Okay, so that would have been in that expectation. Got it. And then just last one for me. David Spencer, he did a nice job with the bond repositioning this quarter. Just curious if we're all done on that. If there's left -- if there's more repositioning to come?

Harold Carpenter

Analyst · Stephens.

No. I think we're done on all of that. We've -- he got all that basically accomplished by the end of February. So we've got some dollar pickup coming here in the second quarter from all of that.

Operator

Operator

Our next question comes from Jennifer Demba with SunTrust.

Jennifer Demba

Analyst · SunTrust.

Terry, you said about 29% of your deposits are negotiated rates mostly with commercial customers. Do you know what the beta on that has been since the Fed started raising rates?

Harold Carpenter

Analyst · SunTrust.

Jennifer, this is Harold. I really don't have that number. That's probably an interesting number to go through that, but I wish I could tell you what it is. But it was -- I would imagine, it's a higher beta, or I would know. I'd be pretty certain. It's a higher beta than what's going on, on the sheet rates.

Jennifer Demba

Analyst · SunTrust.

Okay. All right.

Harold Carpenter

Analyst · SunTrust.

And I think most of that is due to the size of the depositors to focus on those numbers, the interest income they get on their P&L is more meaningful. So it's all those kind of circumstances.

Jennifer Demba

Analyst · SunTrust.

Okay. And you had a bit of an NPA increase this quarter. Was there any room in that increase?

Harold Carpenter

Analyst · SunTrust.

Yes, I do know there was one, call it the $9 million credit that they put on nonaccrual towards the last half of March.

**Your tasks**
1. In the earnings call transcript, copy the passage starting with "Analyst · Stephens." and going on through "from all of that.", swapping "February" for "March".
2. According to the earnings call transcript, why does Harold expect the negotiated-rate deposits to carry a higher beta than the sheet rates? Answer in one to three sentences.
3. Carry the earnings call transcript on from its final sentence.
The data after this point comes from a separate source.

**Given information**
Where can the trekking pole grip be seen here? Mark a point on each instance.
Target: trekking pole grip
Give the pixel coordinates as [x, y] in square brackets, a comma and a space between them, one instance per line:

**Answers for the exercise**
1.
Analyst · Stephens.

No. I think we're done on all of that. We've -- he got all that basically accomplished by the end of March. So we've got some dollar pickup coming here in the second quarter from all of that.

2. He attributes it mostly to the size of those depositors. For them, the interest income on their P&L is more meaningful, so they pay close attention to those numbers.

3.
Jennifer Demba

Analyst · SunTrust.

What industry would that be in?

Harold Carpenter

Analyst · SunTrust.

Oh, geez. I don't even know.

Michael Turner

Analyst · SunTrust.

It's a [indiscernible] process.

Operator

Operator

Our next question comes from Will Curtiss of Piper Jaffray.

William Curtiss

Analyst

Maybe just quickly going back to the discussion about the securities restructurings. How much of this quarter's, the core NIM expansion was related to the securities restructuring?

Harold Carpenter

Analyst

Yes, we think probably about five basis points was that. So of the 13, we've probably got five of it out of the security book.

William Curtiss

Analyst

Okay. And then in terms of, maybe, just as we look out over the course of the year, I mean, is the expectations for the core NIM to the whole -- to be relatively flat? Or do you think we -- this is possible we might see a little bit of modest lift as we continue through the year?

Harold Carpenter

Analyst

Well, we're hopeless, we don't see a modest lift. We don't think the GAAP margin's going to decrease very much. So in order for that to happen, we've got to see a lift in the core margin. So we're hopeful that we'll be able to continue this for the rest of the year in spite of the fact the rates up.

William Curtiss

Analyst

Got it. Okay. And then you guys mentioned -- had some commentary on mortgage banking. I mean, you still feel good about year-over-year growth this year. And then also I think you guys had talked about leveraging your -- the mortgage across the rest of the franchise. And just curious if there's any update on how that progress has been?

Harold Carpenter

Analyst

Yes, I think we're still projecting growth year-over-year in mortgage. The second quarter will be a real important quarter for them because they're going into the spring buying season and all that. But mortgage -- the leadership and mortgage had been about hiring people in the Carolinas, kind of, remixing over there. We think we've got a lot of good people in the right markets, in the right seats, so -- but that's still a work in progress.

William Curtiss

Analyst

Okay. And then last one for me. I know there's obviously a lot of attention on the newer markets but maybe, Terry, if you can talk about Nashville trends and the competitive environment. Anything that you guys are watching closely?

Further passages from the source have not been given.